## INFORMATION SUPPLIED
========================================================================

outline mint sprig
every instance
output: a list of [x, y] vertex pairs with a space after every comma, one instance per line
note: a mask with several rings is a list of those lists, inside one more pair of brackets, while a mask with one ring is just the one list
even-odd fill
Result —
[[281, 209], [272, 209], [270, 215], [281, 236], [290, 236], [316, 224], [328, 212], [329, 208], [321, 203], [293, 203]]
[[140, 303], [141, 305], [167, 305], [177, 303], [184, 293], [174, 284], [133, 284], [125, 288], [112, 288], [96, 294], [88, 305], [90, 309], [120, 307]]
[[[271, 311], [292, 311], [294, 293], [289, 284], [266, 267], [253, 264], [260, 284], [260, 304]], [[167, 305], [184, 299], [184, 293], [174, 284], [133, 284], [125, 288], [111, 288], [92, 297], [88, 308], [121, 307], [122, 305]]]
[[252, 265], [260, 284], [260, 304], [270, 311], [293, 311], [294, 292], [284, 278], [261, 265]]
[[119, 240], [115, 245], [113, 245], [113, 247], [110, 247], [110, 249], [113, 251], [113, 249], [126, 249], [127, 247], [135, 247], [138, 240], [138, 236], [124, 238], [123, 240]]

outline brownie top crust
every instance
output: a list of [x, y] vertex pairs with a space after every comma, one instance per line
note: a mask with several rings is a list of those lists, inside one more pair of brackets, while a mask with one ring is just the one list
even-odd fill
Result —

========================================================================

For each record above, give it again without a single change.

## SOLUTION FOR THIS EXERCISE
outline mint sprig
every instance
output: a list of [x, y] vertex pairs with a space after every comma, one instance per line
note: a mask with several rings is a list of those lists, inside one more pair of brackets, while a mask with one ring is just the one list
even-odd fill
Result —
[[281, 209], [272, 209], [270, 215], [281, 236], [290, 236], [316, 224], [328, 212], [329, 208], [321, 203], [293, 203]]
[[140, 303], [141, 305], [167, 305], [177, 303], [184, 293], [174, 284], [133, 284], [125, 288], [112, 288], [96, 294], [88, 305], [90, 309], [120, 307]]
[[[271, 311], [292, 311], [294, 293], [289, 284], [266, 267], [253, 264], [260, 284], [260, 304]], [[167, 305], [184, 299], [184, 293], [174, 284], [133, 284], [125, 288], [111, 288], [92, 297], [88, 308], [121, 307], [122, 305]]]
[[252, 265], [260, 284], [260, 304], [270, 311], [293, 311], [294, 292], [284, 278], [261, 265]]
[[119, 240], [115, 245], [113, 245], [113, 247], [110, 247], [110, 249], [113, 251], [113, 249], [126, 249], [127, 247], [135, 247], [138, 240], [138, 236], [124, 238], [123, 240]]

outline brownie top crust
every instance
output: a list of [x, y] vertex pairs with a space after every comma, one instance per line
note: a mask with several rings is a list of those lists, inside one more pair of brackets, while a mask with one ring is just the one list
even-odd fill
Result —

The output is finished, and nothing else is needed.